▸ **Aufgabe 1**
Schreibe aus der Auflistung alles von der Zeile mit „Look at the UI above and find the paved road.“ bis hinunter zum Ende der Auflistung erneut ab, beide Enden und die Anweisungen eingeschlossen. Erhöhe dabei jede Zahl in den Antworten, also jede Koordinate der Begrenzungsrahmen, um 97.

===== Dokument =====

Der Berliner Strafverteidiger Carsten Hönig berichtet in seinem Blog von einer interessanten Entwicklung zum Thema “Telekommunikationsüberwachung durch Trojaner ohne Rechtsgrundlage“: Eine Staatsanwaltschaft hat offenbar wieder einmal eine richterliche Genehmigung zur Infiltration eines Rechners mit einer Spionagesoftware (“Trojaner”) beantragt, um Skype-Gespräche abhören zu können. Weil eine solche Maßnahme in der Strafprozessordnung jedenfalls nicht ausdrücklich vorgesehen ist, das Bundesverfassungsgericht aber eine ausdrückliche Rechtsgrundlage gefordert hat, plagt die Strafverfolger offenkundig das schlechte Gewissen – oder jedenfalls reagieren sie vorausschauend auf (hoffentlich) aufkeimende Skepsis des Ermittlungsrichters. So heißt es in dem Antrag:
Die Funktion des eingesetzten Programms beschränkt sich auf die Überwachung und Weiterleitung der nach § 100a StPO erfassten Telekommunikationsdaten. Das Programm kann nur diejenigen Daten überwachen und aufzeichnen, die für die Versendung in das Fernkommunikationsnetz vorgesehen sind und auf die dort zugegriffen werden könnte, wenn ihre Auswertung nicht aufgrund der Verschlüsselung praktisch unmöglich wäre.

=====

▸ **Aufgabe 2**
Worauf beschränkt sich laut dem Dokument die Funktion des eingesetzten Programms?

===== Auflistung =====

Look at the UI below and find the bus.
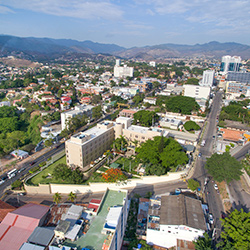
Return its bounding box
[7,168,17,179]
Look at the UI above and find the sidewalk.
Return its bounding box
[1,148,51,174]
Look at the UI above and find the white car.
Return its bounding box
[208,214,214,225]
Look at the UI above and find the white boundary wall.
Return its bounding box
[50,171,187,194]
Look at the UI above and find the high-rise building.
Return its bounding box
[114,59,134,77]
[65,121,115,168]
[220,56,241,74]
[201,70,214,87]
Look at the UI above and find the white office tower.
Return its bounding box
[114,59,134,77]
[149,61,156,67]
[200,70,214,87]
[115,59,121,66]
[220,56,241,74]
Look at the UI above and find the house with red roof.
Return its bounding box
[0,200,16,223]
[0,203,49,250]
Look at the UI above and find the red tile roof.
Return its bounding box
[0,200,16,223]
[0,203,49,250]
[89,199,101,204]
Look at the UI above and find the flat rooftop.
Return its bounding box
[127,125,149,134]
[69,122,114,144]
[65,189,127,250]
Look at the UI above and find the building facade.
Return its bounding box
[147,194,207,248]
[201,70,214,87]
[184,84,211,100]
[65,121,115,168]
[220,56,241,74]
[61,104,94,130]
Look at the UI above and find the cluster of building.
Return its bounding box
[65,110,204,168]
[0,189,129,250]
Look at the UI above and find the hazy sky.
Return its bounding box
[0,0,250,48]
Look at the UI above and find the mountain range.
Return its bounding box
[0,35,250,61]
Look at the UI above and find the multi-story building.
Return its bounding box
[65,121,115,168]
[147,194,207,248]
[61,104,94,130]
[226,81,249,99]
[121,125,165,144]
[184,84,211,100]
[119,109,137,118]
[114,59,134,77]
[201,70,214,87]
[60,189,128,250]
[220,56,241,74]
[227,72,250,83]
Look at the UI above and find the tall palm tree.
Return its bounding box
[68,192,76,203]
[53,192,62,205]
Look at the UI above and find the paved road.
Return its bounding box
[0,143,65,197]
[192,92,223,239]
[228,143,250,212]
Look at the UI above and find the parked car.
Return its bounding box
[208,213,214,224]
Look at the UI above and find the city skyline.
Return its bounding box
[0,0,250,48]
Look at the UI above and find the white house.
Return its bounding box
[147,194,207,248]
[184,84,211,100]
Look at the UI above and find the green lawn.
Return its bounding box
[86,172,103,183]
[28,156,67,185]
[116,157,138,174]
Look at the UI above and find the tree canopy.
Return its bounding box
[205,152,243,183]
[184,121,201,131]
[219,100,250,124]
[156,95,200,115]
[188,179,200,191]
[53,163,84,184]
[136,136,188,175]
[134,110,159,127]
[218,209,250,250]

=====

▸ **Musterlösung 1**
Look at the UI above and find the paved road.
Return its bounding box
[97,240,162,294]
[289,189,320,336]
[325,240,347,309]
Look at the UI above and find the parked car.
Return its bounding box
[305,310,311,321]
Look at the UI above and find the city skyline.
Return its bounding box
[97,97,347,145]
Look at the UI above and find the white house.
Return its bounding box
[244,291,304,345]
[281,181,308,197]
Look at the UI above and find the green lawn.
Return its bounding box
[183,269,200,280]
[125,253,164,282]
[213,254,235,271]
Look at the UI above and find the tree canopy.
Return its bounding box
[302,249,340,280]
[281,218,298,228]
[316,197,347,221]
[253,192,297,212]
[285,276,297,288]
[150,260,181,281]
[233,233,285,272]
[231,207,256,224]
[315,306,347,347]

▸ **Musterlösung 2**
Auf die Überwachung und Weiterleitung der nach § 100a StPO erfassten Telekommunikationsdaten.